### [Directives]
1. In the Taekwon-Do interview, why is black and white put in the belt?
2. For each statement, say whether the Taekwon-Do interview agrees, and quote the words that decide it. (a) There is a regulation limiting when children can receive a black belt. (b) A child who trains over four years has to be given a black belt. (c) The government gives the organization some support.
3. Carry the Taekwon-Do interview on from its final line.

JJ: What do you think about awarding the kids with a black belt?
PT: This is the same problem. I would like to give them the black belt when they are a little older, yet you need to stimulate them and at some stage you have to give them a black belt.
JJ: But is there some kind of limitation or regulation?
PT: No, there isn't. We only put black and white in the belt so that you can recognise that the child is under aged. Because if some kid begins to train and trains over 4 years, you have to give them a black belt. If you draw some line to arrive to the black belt, you lose a lot of child practitioners.
JJ: Does the government of your country support your organisation in any way or does it give any specific support to instructors?
PT: Nothing, we prefer to do it by ourselves.
JJ: Does that mean that the government does not support any kind of non-Olympic sport or just Taekwon-Do?

### [Data section]
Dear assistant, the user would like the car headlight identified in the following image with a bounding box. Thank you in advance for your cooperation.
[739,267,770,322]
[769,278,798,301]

### [Responses by task]
1. So that you can recognize that the child is underage.

2.
(a) No: "No, there isn't."
(b) Yes: "if some kid begins to train and trains over 4 years, you have to give them a black belt"
(c) No: "Nothing, we prefer to do it by ourselves."

3.
PT: The government does not support any kind of non-Olympic sport, including Taekwon-Do. Soccer gets a lot of support because football is a big organisation, but also because it has political implications. If you are the president of one of the top teams in Argentina, you may jump into the political scene. But we do not want to be very close to politics because the best way is to survive alone. The only ones for whom we receive some kind of support is for our instructors. If an instructor wants to travel to some international championship, maybe the province or the municipality where they live can give them the money, but not to our federation.
JJ: If you look at quite popular sports such as kick-boxing and some other systems, do you think they have any influence on Taekwon-Do or could be seen as a reason for losing students?
PT: When you watch the television in Argentina, you can hardly ever see that kind of show. In Europe we may see a lot of martial arts shows. We were surprised and we really liked them. But still I think that they don`t compete with us because parents will never send their children to participate in these horrible and crazy ways of destroying their bodies. Taekwon-do is a safe way to get mental and physical power and to learn how to fight without getting injured. It's totally different from the martial arts that you mention. They will never compete with us in the gym, they are just a show. So in that respect, I don't think we lose students.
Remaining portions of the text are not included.